Point-per-instance localization data
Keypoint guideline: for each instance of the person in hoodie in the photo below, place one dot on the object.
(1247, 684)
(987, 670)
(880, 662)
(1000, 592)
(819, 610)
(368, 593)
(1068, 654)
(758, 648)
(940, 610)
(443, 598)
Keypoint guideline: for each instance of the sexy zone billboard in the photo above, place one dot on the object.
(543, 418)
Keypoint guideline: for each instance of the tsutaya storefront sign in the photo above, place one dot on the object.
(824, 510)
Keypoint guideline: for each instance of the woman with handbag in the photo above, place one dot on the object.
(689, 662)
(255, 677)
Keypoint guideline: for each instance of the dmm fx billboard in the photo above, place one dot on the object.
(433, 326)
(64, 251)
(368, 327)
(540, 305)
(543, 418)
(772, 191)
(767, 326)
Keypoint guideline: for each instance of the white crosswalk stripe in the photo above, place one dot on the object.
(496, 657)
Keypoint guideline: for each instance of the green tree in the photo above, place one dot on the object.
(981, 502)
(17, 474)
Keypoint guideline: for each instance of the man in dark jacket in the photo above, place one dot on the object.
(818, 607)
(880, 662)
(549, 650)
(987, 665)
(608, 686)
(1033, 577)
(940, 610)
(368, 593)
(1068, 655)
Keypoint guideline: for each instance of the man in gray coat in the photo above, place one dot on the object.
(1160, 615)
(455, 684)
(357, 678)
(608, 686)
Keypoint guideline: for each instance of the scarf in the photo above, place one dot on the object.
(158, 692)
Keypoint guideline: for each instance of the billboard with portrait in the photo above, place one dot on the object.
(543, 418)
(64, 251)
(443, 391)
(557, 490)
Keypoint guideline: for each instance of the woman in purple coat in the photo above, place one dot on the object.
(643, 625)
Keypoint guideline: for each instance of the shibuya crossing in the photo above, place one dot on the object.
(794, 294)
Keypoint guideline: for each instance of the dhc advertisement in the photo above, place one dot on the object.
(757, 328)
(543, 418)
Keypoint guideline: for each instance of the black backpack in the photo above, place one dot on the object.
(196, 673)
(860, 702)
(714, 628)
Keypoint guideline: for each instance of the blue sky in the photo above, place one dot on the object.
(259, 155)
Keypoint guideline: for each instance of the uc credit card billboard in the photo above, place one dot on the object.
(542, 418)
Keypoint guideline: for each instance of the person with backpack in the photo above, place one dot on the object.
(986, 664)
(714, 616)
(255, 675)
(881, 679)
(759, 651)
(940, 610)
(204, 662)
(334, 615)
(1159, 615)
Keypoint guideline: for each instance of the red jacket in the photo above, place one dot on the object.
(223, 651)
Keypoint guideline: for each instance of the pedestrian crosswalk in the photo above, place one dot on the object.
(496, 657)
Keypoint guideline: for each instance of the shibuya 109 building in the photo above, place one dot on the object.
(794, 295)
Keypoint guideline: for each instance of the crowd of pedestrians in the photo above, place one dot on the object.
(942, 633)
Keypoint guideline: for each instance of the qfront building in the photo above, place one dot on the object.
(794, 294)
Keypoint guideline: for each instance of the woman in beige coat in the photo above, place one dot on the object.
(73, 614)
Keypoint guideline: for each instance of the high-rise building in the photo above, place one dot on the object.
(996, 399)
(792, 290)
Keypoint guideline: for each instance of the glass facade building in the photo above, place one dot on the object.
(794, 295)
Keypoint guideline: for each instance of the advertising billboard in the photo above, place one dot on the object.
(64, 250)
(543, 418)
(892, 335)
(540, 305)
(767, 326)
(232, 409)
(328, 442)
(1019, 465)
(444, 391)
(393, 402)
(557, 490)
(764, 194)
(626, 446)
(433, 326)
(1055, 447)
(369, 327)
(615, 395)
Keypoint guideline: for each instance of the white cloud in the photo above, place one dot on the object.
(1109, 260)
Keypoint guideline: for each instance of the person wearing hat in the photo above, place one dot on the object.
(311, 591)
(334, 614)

• [What to work on]: All lines from the one that contains "Keypoint guideline: for each instance of the advertising" to the last line above must be given again exactly, with both included and nothing added.

• [Output]:
Keypoint guideline: for each instance of the advertising billboard in the photo above, place one dot on the object.
(64, 250)
(543, 418)
(892, 335)
(540, 305)
(767, 326)
(232, 409)
(328, 442)
(1019, 465)
(444, 391)
(393, 402)
(557, 490)
(764, 194)
(626, 446)
(433, 326)
(1055, 447)
(369, 327)
(615, 395)
Keypoint guideline: for each instance of the white cloud in the photo above, place one dot on the object.
(1109, 260)
Keypoint guideline: for each instance of the person wearing hat in the photo above, place one dot on the object.
(311, 591)
(334, 614)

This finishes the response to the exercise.